> **Stated task**
Which of the lines below contain the word "Mark"? Pull out each such line in full, and treat a difference in letter case as a mismatch.

> **Working data**
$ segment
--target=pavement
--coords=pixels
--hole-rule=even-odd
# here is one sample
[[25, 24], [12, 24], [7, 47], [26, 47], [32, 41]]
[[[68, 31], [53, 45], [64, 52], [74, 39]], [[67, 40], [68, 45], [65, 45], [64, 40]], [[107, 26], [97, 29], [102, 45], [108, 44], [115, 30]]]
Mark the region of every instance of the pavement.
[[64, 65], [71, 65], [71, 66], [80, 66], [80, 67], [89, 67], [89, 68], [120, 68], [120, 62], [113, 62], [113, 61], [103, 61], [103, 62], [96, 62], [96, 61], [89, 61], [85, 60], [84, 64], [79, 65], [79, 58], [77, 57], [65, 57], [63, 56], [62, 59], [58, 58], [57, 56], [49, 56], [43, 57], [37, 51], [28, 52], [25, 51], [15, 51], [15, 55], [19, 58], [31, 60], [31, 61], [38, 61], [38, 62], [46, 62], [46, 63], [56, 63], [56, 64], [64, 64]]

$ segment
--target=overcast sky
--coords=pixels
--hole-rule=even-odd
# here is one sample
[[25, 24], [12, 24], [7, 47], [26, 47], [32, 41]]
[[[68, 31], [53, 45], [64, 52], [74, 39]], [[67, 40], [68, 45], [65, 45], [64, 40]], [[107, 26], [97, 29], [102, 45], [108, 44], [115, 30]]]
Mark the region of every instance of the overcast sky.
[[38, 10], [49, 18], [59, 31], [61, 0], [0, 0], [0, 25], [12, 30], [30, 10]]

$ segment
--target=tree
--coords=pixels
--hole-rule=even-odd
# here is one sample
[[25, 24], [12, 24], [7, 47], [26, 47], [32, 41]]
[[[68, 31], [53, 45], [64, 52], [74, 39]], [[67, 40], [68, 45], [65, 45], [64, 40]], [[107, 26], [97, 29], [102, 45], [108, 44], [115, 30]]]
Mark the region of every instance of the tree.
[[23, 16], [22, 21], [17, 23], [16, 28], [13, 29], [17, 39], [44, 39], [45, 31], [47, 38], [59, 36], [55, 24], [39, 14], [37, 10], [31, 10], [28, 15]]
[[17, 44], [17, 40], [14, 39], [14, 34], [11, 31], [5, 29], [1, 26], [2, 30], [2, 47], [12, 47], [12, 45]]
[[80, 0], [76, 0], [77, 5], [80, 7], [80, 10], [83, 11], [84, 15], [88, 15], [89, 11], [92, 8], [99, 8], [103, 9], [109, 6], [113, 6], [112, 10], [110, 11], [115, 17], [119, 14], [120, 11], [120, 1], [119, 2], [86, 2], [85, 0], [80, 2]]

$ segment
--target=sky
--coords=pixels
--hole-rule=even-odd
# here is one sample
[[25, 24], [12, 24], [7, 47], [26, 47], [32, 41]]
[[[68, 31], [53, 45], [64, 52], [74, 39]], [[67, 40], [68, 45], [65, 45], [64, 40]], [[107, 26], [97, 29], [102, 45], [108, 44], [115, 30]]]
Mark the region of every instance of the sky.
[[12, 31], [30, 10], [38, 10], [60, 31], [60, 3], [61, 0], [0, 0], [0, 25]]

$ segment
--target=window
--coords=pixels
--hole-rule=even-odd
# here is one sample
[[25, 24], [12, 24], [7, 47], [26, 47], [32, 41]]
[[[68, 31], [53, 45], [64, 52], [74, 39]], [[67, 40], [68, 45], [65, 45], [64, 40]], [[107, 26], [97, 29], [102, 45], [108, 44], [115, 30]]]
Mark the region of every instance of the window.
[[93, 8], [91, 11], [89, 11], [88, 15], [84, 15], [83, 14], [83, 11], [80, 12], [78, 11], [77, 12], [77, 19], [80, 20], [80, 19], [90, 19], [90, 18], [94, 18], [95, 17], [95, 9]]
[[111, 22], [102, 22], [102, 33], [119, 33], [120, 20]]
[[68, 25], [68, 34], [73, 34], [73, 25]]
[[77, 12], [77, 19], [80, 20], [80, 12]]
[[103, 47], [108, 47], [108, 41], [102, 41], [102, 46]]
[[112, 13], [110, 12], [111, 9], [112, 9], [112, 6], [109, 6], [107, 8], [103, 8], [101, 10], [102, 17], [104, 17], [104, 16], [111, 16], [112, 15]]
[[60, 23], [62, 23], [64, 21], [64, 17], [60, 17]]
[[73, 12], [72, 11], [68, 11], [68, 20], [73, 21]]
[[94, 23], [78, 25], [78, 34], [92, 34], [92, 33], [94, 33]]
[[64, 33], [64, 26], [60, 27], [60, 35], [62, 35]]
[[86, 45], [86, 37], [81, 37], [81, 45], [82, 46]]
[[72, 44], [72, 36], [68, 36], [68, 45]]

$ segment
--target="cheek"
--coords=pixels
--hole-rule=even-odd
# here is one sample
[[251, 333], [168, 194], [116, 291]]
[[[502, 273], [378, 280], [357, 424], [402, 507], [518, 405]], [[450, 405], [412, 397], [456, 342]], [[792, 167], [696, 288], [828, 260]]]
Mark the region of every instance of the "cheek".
...
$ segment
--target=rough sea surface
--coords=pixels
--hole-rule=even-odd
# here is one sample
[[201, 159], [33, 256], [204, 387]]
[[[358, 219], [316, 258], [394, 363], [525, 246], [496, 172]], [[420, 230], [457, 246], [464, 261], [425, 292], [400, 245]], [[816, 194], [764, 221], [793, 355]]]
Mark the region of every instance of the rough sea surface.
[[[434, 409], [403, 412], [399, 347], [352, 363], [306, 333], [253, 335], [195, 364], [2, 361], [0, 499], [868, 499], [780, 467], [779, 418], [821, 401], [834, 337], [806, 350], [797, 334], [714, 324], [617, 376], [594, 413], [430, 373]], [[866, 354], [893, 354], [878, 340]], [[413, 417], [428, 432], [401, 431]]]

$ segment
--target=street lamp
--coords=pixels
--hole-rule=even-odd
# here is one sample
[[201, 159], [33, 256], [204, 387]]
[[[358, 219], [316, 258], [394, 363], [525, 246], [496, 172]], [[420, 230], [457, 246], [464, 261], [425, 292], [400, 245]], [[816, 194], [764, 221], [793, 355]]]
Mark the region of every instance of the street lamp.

> **Written reply**
Mark the region of every instance of the pavement.
Mark the region of every instance of the overcast sky.
Mark the region of every instance of the tree.
Mark the region of every instance of the sky.
Mark the region of every instance of the window.
Mark the region of every instance of the "cheek".
Mark the region of every instance of the rough sea surface.
Mark the region of every instance of the street lamp.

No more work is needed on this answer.